ASSIGNMENT: Here are the records. Print them all exactly.

--- SOURCE MATERIAL Enclosed Below ---

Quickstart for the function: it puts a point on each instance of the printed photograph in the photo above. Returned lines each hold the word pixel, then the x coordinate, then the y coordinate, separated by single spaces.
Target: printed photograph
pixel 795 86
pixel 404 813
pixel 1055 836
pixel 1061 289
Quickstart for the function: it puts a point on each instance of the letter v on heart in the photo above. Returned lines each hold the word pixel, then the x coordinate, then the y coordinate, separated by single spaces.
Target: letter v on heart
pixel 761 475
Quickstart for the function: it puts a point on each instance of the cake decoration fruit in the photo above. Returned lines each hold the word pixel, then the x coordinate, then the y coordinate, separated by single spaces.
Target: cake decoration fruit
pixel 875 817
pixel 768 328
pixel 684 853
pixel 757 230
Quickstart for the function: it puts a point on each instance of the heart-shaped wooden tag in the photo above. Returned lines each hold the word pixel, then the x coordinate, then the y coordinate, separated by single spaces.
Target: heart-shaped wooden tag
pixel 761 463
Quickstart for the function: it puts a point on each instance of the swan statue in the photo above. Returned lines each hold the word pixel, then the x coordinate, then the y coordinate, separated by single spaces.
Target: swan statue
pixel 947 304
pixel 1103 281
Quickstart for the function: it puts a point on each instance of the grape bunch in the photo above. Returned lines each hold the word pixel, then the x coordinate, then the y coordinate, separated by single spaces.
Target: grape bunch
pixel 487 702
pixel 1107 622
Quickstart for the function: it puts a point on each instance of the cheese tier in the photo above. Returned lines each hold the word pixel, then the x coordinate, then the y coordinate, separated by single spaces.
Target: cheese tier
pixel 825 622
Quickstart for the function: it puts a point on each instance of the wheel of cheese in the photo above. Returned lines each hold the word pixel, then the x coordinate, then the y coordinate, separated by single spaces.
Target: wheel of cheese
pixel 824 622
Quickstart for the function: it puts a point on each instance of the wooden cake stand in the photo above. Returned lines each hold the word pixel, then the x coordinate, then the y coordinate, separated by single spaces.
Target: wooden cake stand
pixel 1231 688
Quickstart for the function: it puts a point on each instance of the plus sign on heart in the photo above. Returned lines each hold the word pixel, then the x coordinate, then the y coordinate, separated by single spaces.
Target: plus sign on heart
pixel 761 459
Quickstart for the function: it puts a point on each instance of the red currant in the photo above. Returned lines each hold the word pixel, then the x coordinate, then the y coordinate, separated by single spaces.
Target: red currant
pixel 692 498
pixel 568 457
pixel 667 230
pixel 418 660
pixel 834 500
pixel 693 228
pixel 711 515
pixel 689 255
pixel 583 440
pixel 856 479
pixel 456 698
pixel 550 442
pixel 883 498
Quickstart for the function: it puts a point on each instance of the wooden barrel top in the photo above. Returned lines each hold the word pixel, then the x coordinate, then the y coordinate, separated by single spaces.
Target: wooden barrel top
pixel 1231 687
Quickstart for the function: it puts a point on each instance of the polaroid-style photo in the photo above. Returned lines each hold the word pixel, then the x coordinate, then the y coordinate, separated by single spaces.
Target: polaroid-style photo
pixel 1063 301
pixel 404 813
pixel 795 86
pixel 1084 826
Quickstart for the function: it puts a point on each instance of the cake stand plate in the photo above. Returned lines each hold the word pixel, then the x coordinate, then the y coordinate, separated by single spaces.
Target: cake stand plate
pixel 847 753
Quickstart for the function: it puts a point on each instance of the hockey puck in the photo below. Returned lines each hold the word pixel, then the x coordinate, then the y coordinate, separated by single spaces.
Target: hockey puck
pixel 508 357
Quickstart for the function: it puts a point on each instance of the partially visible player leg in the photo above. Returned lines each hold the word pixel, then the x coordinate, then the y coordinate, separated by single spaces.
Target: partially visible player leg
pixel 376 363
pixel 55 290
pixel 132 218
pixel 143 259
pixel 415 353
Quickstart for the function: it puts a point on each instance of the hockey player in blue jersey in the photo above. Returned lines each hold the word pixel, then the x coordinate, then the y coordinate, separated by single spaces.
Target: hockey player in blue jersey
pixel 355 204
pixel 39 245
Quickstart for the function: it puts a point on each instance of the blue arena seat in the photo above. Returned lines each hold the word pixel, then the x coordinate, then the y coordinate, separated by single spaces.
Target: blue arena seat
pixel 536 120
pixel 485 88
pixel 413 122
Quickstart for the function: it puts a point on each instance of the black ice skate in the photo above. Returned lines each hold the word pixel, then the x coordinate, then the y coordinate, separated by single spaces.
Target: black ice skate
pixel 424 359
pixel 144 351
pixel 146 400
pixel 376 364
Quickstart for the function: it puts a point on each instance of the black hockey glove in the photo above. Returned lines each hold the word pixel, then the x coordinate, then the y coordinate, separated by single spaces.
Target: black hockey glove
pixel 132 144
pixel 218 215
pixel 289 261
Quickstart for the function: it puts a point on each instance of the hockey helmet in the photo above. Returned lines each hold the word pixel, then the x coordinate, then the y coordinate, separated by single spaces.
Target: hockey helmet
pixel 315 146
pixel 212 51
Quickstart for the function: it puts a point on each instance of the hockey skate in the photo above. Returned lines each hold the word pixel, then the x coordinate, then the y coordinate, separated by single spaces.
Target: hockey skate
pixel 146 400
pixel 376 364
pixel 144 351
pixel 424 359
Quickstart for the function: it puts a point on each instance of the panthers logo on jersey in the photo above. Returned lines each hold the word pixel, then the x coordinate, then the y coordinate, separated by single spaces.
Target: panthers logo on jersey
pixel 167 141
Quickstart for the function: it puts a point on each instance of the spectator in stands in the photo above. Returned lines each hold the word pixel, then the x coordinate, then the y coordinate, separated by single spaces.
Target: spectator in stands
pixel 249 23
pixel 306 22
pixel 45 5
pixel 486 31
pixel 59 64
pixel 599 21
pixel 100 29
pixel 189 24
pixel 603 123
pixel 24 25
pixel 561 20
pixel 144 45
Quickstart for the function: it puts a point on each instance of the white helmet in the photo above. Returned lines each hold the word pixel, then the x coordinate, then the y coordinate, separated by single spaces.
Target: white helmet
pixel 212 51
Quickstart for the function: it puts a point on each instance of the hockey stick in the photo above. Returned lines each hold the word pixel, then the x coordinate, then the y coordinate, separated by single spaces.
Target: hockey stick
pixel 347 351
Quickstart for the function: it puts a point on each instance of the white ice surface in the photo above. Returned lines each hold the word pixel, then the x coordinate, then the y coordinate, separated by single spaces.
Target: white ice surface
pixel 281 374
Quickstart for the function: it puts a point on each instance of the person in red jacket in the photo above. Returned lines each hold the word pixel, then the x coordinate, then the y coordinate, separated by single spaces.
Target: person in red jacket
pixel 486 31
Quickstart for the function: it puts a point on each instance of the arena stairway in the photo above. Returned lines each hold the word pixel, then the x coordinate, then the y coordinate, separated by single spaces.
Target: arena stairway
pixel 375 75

--- End of Enclosed SOURCE MATERIAL ---

OUTPUT BELOW:
Quickstart for the function: it puts a point on each instance of the printed photograph in the photo above. Returned lines each hold the word pixel, then the x coordinate, then the y coordinate, separated by single spaces.
Target: printed photograph
pixel 795 86
pixel 404 813
pixel 1055 836
pixel 1061 289
Quickstart for the function: it puts a point on each instance of the letter v on heart in the photo above. Returned lines each hold the word pixel, then the x coordinate, then the y coordinate, separated by single spaces.
Target: letter v on heart
pixel 761 475
Quickstart for the function: it puts a point on each instance of the cake decoration fruit in the photo above. Returned lines each hold the word pixel, then the x coordinate, then the y coordinate, separated by single spaces.
Target: cake decoration fruit
pixel 875 817
pixel 768 328
pixel 684 853
pixel 757 230
Quickstart for the function: it puts a point on each instance of the heart-shaped wooden tag in the photo above. Returned lines each hold the word pixel, then the x coordinate, then the y coordinate, separated by single spaces.
Target: heart-shaped wooden tag
pixel 761 463
Quickstart for the function: it puts a point on each instance of the swan statue in the photo above. Returned lines each hold the word pixel, then the x coordinate, then the y coordinate, separated by single spaces.
Target: swan statue
pixel 947 304
pixel 1103 281
Quickstart for the function: it puts a point on each instance of the grape bunch in the photo above. Returned lines each hold the word pixel, then the x coordinate, then the y coordinate, separated by single spaces.
Target: grape bunch
pixel 487 702
pixel 1107 622
Quickstart for the function: it puts a point on each instance of the cheese tier in the photo above. Returned lines each hold the word pixel, then the x coordinate, then the y coordinate, separated by single spaces.
Target: cheese tier
pixel 825 622
Quickstart for the function: it puts a point on each instance of the wheel of cheese in the photo above. Returned lines each hold the word pixel, then the x coordinate, then the y coordinate, separated by single spaces.
Target: wheel of cheese
pixel 824 622
Quickstart for the function: it puts a point on each instance of the wooden cake stand in the photo above. Returned lines each hold the word pixel, then the x coordinate, then the y coordinate, separated by single spaces.
Target: wooden cake stand
pixel 1231 688
Quickstart for the function: it puts a point on each instance of the plus sign on heart in the photo above. Returned lines each hold the word pixel, then the x coordinate, then the y coordinate, separated by single spaces.
Target: plus sign on heart
pixel 761 459
Quickstart for the function: it puts a point on each instance of the red currant in the photo above. Returned lines each hold the word pixel, then the x coordinate, then the y coordinate, separated by single spaces.
Target: red currant
pixel 692 498
pixel 568 457
pixel 667 230
pixel 418 660
pixel 834 500
pixel 693 228
pixel 711 515
pixel 689 255
pixel 583 440
pixel 856 479
pixel 456 698
pixel 550 442
pixel 883 498
Quickstart for the function: it puts a point on each instance of the wooden barrel top in the photo above. Returned lines each hold the word pixel, then the x coordinate, then the y coordinate, separated by single spaces.
Target: wooden barrel top
pixel 1231 687
Quickstart for the function: it puts a point on each instance of the polaroid-style photo in the photo above. Returned lines each hold the word pixel, then the x coordinate, then the y coordinate, separated by single spaces.
Target: polaroid-style photo
pixel 1063 301
pixel 404 813
pixel 795 86
pixel 1084 826
Quickstart for the function: it puts a point on each instance of the cake stand plate in the photo above. Returned lines each hold the word pixel, then the x coordinate, then the y coordinate, separated by single spaces.
Target: cake stand plate
pixel 847 753
Quickstart for the function: it puts a point on each instance of the hockey puck in the photo below. Returned lines each hold the word pixel, then the x coordinate, then the y coordinate, separated by single spaces.
Target: hockey puck
pixel 508 357
Quickstart for the function: it puts a point on each instance of the partially visible player leg in the photo above. Returned lines each hold the word pixel, then the x coordinate, then the y coordinate, separated by single spaces.
Target: partially visible player leg
pixel 376 363
pixel 55 290
pixel 132 218
pixel 143 259
pixel 415 353
Quickstart for the function: it puts a point on each instance of the hockey player in blue jersey in the photo above. Returned lines each hold the word pixel, then the x coordinate, then the y coordinate, separated by single spaces.
Target: hockey player in blue jersey
pixel 355 204
pixel 39 245
Quickstart for the function: it puts a point on each instance of the blue arena seat in the photo above. Returned lines each hold the word pixel, then the x coordinate, then the y coordinate, separated by single spaces.
Target: blue arena seat
pixel 536 120
pixel 485 88
pixel 413 122
Quickstart for the function: it puts a point on each instance of the black ice skate in the photo above. Returned lines each hold the word pixel, then the x coordinate, then the y coordinate, separated by single spaces.
Target: black ice skate
pixel 424 359
pixel 144 351
pixel 146 400
pixel 376 364
Quickstart for the function: it puts a point on each instance of the black hockey glove in the photo above. Returned lines each hold the word pixel, then the x coordinate, then the y coordinate, separated by single spaces.
Target: black hockey glove
pixel 132 144
pixel 218 215
pixel 289 261
Quickstart for the function: it puts a point on each instance of the hockey helmet in the photo above. Returned lines each hold the word pixel, then the x coordinate, then the y coordinate, separated by single spaces.
Target: hockey helmet
pixel 315 146
pixel 212 51
Quickstart for the function: it puts a point on each instance of the hockey skate in the photo above. Returned lines each hold the word pixel, then the x coordinate, then the y coordinate, separated by single spaces.
Target: hockey skate
pixel 146 400
pixel 376 364
pixel 144 351
pixel 424 359
Quickstart for the function: it puts a point on each instance of the panthers logo on jersey in the photo above. Returned lines each hold the word pixel, then the x coordinate, then the y coordinate, separated by single spaces.
Target: panthers logo on jersey
pixel 167 141
Quickstart for the function: it puts a point on each instance of the spectator in stands in the photo above. Returned lines each hold the word pixel, then the x coordinate, then the y coordinate, separated by single spaces.
Target: spectator in stands
pixel 249 23
pixel 306 22
pixel 45 5
pixel 486 31
pixel 59 64
pixel 599 21
pixel 100 29
pixel 189 24
pixel 603 123
pixel 24 25
pixel 561 20
pixel 144 45
Quickstart for the function: it puts a point on each instance of the white helmet in the photo above. Returned lines each hold the word pixel, then the x coordinate, then the y coordinate, separated by single spaces.
Target: white helmet
pixel 212 51
Quickstart for the function: it puts a point on each instance of the hockey stick in the photo above. Returned lines each hold the word pixel, then the x coordinate, then the y coordinate, separated by single spaces.
Target: hockey stick
pixel 347 351
Quickstart for the function: it puts a point on each instance of the white ice surface in the photo above. Returned lines each hold the word pixel, then the x coordinate, then the y coordinate, separated by single spaces.
Target: white ice surface
pixel 281 374
Quickstart for the function: it puts a point on each instance of the person in red jacket in the photo above. Returned lines each hold the word pixel, then the x coordinate, then the y coordinate, separated by single spaces.
Target: person in red jacket
pixel 486 31
Quickstart for the function: it puts a point on each instance of the arena stairway in the photo above. Returned lines each hold the word pixel, then the x coordinate, then the y coordinate, separated by single spaces.
Target: arena stairway
pixel 375 75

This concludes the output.